--- begin DATA RECORDS ---

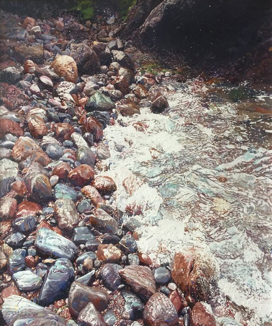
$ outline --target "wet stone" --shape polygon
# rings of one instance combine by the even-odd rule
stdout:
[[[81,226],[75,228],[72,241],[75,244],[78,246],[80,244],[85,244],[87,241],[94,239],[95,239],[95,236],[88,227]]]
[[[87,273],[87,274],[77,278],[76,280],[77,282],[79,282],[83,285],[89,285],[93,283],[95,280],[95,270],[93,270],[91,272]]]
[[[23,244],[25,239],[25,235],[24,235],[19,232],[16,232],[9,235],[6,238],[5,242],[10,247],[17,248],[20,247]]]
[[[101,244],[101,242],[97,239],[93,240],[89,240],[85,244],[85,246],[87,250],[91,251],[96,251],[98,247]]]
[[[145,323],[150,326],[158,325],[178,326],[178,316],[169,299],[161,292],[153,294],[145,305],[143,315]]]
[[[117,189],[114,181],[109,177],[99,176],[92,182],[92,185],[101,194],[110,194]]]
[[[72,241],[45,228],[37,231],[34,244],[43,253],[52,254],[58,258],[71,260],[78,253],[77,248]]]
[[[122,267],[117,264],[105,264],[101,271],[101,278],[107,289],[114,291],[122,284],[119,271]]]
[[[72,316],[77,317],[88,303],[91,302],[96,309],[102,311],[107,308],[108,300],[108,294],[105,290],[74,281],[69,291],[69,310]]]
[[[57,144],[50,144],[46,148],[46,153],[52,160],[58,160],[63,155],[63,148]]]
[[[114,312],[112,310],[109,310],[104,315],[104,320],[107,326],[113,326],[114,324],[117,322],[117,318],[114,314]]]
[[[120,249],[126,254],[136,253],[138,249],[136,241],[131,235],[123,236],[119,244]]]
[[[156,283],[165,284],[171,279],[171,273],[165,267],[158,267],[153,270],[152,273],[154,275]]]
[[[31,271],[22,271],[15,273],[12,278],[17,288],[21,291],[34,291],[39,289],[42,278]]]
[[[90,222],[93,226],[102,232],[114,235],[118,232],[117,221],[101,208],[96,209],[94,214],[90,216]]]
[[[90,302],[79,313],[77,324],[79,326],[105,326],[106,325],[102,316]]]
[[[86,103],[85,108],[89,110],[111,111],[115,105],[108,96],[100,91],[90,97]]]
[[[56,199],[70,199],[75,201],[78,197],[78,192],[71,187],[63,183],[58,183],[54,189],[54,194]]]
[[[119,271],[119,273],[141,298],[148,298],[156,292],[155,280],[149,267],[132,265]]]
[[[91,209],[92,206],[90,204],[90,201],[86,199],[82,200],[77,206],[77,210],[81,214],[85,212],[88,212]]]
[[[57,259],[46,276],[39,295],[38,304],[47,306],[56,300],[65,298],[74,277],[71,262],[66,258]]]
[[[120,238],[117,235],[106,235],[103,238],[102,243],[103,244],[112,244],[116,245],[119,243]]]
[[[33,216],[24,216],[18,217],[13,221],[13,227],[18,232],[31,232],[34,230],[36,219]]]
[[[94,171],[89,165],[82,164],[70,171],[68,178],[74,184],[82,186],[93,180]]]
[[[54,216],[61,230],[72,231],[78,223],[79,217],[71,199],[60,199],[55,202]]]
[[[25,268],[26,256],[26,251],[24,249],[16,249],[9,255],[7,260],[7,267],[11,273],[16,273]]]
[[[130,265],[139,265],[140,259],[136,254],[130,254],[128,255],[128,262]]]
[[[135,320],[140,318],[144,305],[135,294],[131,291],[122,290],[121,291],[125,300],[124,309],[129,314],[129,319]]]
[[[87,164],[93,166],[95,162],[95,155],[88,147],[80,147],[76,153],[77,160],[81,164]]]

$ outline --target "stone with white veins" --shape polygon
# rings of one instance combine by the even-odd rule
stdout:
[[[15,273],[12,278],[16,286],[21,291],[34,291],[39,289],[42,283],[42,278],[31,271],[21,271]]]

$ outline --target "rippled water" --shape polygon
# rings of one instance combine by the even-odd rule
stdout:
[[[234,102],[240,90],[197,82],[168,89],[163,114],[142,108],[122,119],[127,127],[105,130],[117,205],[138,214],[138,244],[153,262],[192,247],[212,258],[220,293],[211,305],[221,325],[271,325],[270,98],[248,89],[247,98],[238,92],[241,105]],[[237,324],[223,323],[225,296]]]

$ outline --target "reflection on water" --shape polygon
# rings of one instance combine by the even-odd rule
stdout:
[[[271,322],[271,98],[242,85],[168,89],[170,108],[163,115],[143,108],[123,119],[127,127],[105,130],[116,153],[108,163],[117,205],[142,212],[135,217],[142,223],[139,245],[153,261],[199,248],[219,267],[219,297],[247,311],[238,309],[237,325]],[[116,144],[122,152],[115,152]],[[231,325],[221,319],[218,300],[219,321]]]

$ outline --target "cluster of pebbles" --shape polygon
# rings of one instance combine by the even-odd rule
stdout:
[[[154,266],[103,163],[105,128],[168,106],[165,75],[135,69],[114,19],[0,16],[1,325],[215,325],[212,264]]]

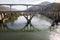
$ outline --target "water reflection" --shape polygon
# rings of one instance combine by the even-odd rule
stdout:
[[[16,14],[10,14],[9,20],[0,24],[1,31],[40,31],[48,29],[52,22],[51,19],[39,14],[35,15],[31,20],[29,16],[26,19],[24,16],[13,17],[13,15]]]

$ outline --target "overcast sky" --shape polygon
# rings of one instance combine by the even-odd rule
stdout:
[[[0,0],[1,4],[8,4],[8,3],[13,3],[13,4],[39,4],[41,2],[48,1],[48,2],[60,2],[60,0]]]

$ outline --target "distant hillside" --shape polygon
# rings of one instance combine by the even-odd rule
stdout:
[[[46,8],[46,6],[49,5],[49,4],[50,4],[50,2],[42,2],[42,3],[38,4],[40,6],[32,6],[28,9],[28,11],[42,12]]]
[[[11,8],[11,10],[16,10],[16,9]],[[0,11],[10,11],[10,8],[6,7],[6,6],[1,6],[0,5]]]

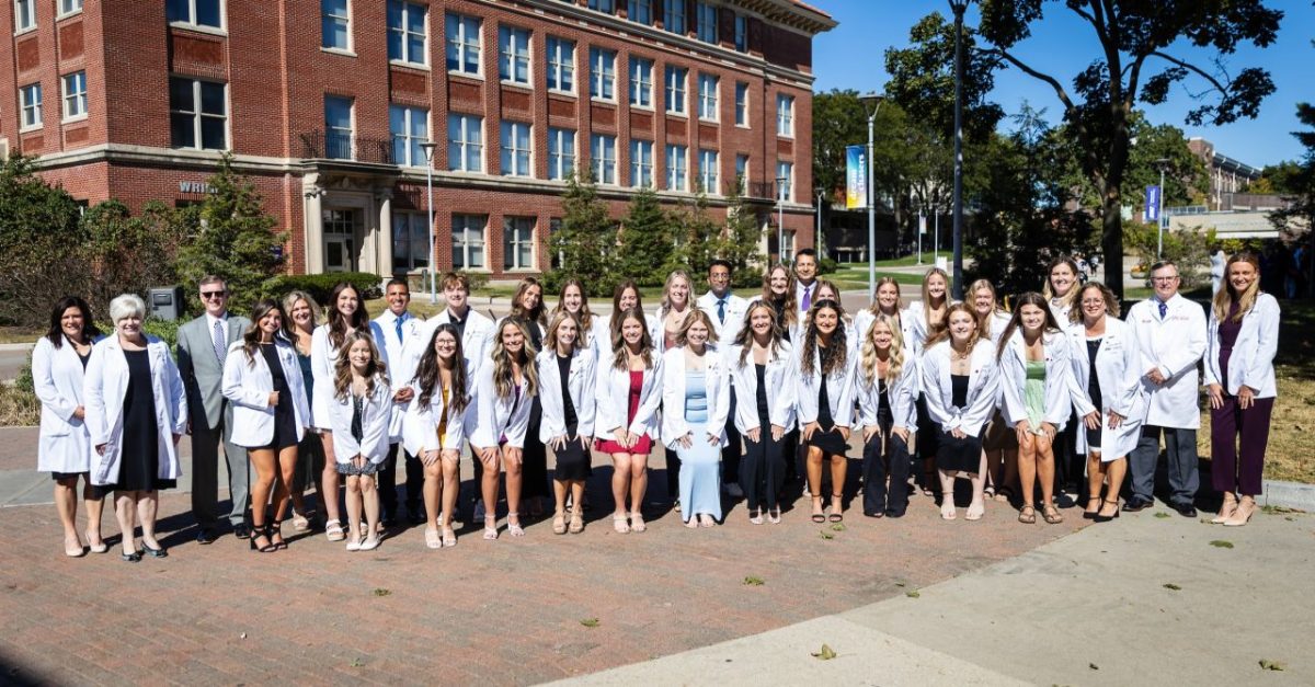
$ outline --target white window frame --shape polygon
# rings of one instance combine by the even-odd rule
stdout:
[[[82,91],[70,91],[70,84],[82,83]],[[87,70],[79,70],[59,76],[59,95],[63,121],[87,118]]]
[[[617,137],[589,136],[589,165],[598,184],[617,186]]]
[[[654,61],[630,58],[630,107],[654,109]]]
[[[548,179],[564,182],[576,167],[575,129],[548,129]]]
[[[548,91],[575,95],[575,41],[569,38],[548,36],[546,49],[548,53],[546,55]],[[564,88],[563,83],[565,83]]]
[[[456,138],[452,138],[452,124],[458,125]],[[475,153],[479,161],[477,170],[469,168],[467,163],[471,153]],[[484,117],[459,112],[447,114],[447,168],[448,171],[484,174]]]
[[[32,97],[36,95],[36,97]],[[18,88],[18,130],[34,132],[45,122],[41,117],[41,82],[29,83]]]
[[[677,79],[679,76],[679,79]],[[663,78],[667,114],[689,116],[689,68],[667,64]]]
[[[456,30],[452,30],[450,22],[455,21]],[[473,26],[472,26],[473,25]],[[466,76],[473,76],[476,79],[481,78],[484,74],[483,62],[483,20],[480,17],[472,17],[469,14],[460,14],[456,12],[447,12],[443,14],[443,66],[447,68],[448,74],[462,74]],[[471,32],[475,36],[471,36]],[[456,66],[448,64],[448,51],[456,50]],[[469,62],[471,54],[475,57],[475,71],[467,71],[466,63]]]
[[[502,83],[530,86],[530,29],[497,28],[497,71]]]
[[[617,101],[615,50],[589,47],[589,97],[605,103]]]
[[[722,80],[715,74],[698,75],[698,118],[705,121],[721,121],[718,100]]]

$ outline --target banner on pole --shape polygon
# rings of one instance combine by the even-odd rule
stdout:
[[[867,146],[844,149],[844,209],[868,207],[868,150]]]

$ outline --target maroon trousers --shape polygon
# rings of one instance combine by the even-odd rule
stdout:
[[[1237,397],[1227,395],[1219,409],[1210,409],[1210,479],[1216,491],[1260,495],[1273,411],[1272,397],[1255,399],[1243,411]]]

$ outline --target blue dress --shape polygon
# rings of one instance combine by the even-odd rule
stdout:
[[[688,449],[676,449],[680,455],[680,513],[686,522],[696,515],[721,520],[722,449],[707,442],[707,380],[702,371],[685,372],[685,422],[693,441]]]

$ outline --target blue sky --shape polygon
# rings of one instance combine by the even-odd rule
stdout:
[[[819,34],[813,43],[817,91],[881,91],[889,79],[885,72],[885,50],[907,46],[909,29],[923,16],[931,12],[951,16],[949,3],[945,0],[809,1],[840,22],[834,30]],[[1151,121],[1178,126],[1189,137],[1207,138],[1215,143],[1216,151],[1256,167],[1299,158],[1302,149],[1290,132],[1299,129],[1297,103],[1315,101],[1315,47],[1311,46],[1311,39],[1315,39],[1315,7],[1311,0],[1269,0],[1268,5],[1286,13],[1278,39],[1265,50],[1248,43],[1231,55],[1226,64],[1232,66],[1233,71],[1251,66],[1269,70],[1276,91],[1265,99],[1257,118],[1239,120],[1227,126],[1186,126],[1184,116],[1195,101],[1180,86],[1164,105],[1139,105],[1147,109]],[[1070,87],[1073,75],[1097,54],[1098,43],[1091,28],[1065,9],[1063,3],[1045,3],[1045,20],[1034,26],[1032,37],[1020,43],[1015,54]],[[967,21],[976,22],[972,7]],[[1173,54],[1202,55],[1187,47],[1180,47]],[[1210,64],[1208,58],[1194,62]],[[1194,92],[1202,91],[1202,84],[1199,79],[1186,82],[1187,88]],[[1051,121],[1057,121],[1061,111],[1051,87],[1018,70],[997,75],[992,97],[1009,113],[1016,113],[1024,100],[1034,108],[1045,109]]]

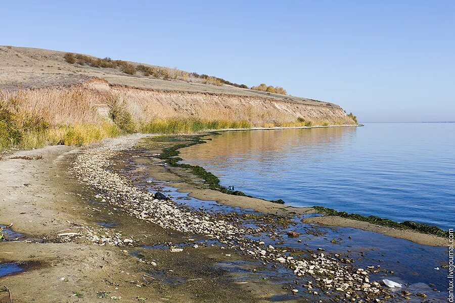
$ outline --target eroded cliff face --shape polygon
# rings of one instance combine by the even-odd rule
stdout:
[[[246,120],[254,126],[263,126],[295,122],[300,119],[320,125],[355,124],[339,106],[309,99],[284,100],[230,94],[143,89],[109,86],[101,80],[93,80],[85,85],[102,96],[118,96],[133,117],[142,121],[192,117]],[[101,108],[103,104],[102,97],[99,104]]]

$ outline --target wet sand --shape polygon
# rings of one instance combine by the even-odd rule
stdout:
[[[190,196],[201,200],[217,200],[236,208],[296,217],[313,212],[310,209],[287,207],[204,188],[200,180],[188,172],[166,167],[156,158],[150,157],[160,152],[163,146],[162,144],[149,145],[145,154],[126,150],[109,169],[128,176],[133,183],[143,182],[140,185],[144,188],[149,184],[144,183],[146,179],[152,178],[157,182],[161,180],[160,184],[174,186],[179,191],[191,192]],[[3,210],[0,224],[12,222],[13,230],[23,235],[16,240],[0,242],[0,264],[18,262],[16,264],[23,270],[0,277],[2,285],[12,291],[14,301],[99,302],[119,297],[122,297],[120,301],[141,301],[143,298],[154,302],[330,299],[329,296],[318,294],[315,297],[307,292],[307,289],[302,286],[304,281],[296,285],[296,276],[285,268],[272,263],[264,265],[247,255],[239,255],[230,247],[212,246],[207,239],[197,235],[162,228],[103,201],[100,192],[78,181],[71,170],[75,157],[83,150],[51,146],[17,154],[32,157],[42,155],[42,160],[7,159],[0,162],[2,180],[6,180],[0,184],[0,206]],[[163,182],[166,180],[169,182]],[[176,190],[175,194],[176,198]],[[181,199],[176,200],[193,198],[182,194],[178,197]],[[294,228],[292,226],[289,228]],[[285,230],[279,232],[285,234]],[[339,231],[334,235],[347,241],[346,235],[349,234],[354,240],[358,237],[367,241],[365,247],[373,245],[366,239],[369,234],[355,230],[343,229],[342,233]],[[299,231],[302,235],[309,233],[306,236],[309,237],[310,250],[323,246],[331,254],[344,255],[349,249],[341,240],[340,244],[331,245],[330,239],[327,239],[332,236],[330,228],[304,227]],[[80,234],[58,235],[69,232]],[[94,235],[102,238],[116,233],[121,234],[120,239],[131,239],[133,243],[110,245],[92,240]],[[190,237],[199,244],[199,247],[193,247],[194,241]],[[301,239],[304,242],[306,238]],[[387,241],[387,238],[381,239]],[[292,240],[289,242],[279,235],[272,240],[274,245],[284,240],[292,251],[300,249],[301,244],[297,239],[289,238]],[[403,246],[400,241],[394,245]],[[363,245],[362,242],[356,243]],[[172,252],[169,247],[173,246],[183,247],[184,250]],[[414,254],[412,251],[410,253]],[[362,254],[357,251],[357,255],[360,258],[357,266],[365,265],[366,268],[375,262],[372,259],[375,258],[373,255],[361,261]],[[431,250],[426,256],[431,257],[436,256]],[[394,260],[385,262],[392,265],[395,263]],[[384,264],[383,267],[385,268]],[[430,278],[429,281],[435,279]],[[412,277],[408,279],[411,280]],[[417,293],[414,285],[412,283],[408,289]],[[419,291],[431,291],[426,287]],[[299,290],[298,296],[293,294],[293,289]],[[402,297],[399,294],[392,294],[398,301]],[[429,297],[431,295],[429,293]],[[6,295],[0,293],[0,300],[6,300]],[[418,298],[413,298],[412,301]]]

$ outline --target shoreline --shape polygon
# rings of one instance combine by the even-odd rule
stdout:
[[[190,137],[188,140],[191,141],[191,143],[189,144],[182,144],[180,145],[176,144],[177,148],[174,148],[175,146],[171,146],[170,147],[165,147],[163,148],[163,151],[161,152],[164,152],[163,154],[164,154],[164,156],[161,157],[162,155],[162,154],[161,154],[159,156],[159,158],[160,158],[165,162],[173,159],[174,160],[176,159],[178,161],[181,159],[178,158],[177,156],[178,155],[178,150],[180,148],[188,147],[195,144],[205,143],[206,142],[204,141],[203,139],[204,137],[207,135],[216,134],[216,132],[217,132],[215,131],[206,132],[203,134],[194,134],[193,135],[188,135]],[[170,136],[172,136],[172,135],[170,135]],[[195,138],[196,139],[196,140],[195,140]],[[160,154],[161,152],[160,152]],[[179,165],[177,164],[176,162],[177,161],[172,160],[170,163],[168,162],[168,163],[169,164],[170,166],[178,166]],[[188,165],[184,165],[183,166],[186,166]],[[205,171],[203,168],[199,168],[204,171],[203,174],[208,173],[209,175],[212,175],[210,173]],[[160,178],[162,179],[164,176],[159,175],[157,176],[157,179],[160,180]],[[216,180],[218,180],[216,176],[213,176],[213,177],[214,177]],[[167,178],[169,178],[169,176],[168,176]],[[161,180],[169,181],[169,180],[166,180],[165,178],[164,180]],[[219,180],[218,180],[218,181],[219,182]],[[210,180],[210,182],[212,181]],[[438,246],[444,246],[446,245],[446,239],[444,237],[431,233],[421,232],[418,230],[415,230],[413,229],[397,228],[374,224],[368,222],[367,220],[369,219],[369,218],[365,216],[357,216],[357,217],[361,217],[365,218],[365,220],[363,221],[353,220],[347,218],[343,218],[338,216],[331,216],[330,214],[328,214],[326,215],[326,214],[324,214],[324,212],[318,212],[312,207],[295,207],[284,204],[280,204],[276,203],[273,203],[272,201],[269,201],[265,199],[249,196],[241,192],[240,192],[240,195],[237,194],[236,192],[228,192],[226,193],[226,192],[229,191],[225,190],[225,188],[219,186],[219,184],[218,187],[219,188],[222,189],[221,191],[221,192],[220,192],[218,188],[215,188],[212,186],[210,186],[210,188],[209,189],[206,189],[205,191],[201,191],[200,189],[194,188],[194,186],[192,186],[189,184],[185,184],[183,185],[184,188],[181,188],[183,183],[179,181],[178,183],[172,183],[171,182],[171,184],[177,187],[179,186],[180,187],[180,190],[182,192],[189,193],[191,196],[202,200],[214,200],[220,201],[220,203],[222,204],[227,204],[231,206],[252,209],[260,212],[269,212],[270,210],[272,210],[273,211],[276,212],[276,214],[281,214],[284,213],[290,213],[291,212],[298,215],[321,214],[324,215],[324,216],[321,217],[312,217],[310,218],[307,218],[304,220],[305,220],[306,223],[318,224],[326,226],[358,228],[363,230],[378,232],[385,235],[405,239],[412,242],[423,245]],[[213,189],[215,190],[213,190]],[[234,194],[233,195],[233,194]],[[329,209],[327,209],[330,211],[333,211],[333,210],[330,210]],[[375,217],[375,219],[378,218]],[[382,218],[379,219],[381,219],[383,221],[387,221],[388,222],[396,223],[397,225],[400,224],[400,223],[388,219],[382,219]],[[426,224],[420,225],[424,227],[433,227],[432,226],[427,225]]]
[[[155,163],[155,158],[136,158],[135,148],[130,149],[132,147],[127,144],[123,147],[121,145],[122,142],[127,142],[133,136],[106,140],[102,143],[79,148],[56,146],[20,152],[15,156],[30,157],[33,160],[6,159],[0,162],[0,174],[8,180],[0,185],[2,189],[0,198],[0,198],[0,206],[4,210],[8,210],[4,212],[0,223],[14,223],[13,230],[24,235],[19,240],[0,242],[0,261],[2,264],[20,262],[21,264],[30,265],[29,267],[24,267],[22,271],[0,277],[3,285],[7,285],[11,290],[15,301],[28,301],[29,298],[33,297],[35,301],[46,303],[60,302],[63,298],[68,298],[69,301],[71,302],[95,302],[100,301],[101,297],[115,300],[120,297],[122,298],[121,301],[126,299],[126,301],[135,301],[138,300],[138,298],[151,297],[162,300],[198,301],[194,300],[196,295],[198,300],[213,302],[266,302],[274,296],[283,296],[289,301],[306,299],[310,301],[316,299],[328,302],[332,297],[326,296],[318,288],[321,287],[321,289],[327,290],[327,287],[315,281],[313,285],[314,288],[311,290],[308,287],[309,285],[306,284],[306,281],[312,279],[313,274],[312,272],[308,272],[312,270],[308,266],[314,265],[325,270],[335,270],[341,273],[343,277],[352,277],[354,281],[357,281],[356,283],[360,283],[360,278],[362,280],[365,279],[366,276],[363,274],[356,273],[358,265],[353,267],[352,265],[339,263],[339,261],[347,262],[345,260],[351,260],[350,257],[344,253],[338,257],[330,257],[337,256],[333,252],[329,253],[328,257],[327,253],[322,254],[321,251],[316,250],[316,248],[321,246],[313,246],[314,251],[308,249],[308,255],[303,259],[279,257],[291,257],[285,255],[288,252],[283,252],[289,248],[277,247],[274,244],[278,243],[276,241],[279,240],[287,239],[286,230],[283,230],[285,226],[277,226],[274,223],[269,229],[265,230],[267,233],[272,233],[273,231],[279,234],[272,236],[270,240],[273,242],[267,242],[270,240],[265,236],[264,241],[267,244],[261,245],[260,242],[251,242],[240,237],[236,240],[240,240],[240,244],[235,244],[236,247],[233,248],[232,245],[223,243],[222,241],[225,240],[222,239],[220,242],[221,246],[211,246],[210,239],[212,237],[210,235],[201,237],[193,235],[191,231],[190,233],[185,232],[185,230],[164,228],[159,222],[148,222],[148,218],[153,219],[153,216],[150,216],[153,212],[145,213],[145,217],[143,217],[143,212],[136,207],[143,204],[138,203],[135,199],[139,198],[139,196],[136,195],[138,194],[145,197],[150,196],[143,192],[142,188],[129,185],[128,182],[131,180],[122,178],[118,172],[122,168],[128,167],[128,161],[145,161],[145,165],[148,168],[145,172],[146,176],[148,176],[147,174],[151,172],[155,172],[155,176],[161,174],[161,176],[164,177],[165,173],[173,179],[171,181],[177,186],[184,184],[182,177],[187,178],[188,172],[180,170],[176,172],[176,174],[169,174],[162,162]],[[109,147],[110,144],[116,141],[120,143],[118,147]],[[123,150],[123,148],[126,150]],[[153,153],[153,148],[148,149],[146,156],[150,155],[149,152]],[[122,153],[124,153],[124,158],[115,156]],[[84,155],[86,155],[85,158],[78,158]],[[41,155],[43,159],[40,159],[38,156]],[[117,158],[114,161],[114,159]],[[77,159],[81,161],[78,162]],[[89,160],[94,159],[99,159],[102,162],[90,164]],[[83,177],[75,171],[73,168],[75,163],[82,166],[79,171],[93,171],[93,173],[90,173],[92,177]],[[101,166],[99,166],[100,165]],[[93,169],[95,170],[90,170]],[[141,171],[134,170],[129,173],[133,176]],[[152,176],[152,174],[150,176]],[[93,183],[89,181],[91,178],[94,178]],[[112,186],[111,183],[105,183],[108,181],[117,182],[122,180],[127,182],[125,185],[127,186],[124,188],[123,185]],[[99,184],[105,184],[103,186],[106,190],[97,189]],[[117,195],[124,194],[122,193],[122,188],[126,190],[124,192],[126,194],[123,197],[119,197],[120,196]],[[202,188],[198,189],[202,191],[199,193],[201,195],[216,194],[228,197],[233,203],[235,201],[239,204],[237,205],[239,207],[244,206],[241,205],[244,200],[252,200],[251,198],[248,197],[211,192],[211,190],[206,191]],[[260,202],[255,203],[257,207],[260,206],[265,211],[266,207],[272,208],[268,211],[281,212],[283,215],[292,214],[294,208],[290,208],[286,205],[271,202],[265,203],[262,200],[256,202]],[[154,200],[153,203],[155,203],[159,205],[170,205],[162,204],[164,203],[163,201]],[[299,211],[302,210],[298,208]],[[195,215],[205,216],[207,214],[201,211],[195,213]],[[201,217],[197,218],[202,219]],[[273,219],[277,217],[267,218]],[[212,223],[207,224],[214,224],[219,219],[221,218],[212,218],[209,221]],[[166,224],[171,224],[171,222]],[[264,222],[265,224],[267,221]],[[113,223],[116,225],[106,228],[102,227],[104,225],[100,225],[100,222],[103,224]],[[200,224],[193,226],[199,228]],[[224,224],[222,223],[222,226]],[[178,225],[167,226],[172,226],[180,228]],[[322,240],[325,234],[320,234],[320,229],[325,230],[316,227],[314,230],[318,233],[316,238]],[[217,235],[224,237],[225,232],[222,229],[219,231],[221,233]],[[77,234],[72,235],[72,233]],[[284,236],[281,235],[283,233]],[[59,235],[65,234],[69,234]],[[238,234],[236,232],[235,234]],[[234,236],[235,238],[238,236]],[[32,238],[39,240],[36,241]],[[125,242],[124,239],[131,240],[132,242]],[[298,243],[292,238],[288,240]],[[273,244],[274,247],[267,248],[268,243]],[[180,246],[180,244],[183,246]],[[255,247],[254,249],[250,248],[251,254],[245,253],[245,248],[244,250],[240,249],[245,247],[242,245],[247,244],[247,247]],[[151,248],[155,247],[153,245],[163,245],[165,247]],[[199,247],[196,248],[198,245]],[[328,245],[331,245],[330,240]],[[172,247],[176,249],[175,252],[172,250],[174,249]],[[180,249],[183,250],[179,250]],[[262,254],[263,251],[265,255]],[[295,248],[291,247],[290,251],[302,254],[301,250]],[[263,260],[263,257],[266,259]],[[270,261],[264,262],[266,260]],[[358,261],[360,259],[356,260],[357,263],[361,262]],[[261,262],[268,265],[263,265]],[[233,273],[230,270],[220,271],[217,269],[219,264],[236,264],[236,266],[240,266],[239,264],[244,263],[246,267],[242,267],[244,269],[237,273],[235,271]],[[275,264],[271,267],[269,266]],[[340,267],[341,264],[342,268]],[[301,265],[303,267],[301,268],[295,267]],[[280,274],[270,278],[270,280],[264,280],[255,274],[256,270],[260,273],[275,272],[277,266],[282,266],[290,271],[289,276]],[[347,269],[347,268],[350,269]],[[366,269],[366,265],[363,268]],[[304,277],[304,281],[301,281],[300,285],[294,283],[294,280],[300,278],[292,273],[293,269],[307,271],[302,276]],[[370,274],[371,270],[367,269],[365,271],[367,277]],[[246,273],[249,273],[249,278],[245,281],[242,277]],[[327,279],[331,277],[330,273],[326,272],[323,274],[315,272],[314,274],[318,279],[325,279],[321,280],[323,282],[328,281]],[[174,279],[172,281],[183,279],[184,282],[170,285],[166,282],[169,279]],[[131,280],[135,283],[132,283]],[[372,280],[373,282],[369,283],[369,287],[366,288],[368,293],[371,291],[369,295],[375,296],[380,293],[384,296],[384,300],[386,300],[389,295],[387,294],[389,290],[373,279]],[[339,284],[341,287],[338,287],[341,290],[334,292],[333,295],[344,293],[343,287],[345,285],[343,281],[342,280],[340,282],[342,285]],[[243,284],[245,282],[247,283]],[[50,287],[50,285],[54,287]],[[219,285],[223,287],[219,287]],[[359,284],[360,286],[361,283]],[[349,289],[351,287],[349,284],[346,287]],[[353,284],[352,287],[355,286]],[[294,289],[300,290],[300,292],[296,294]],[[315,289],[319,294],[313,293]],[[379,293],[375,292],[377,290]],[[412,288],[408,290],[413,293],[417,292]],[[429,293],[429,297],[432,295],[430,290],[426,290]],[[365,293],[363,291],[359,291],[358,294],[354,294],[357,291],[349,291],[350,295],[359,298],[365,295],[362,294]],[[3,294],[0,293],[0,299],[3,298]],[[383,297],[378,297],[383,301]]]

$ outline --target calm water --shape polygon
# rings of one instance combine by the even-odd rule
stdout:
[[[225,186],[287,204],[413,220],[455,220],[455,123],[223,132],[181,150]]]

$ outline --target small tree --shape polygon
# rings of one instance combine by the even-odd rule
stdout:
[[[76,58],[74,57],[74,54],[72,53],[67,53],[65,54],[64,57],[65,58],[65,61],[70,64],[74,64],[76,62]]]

--- end DATA RECORDS ---

GIVEN PROBLEM: Recast the lines in the records above as a JSON list of strings, one string per line and no blank lines, starting at the line containing "frame --shape polygon" and ending at the line containing "[[[654,61],[630,58],[630,107],[654,109]]]", with both of those lines included.

TASK SOLUTION:
[
  "$ outline --target white window frame --shape polygon",
  "# rings of one instance combine by the even-odd rule",
  "stdout:",
  "[[[82,91],[70,91],[70,84],[82,83]],[[87,70],[79,70],[59,76],[59,95],[63,121],[87,118]]]",
  "[[[617,137],[589,136],[589,165],[598,184],[617,186]]]",
  "[[[654,61],[630,58],[630,107],[654,109]]]"
]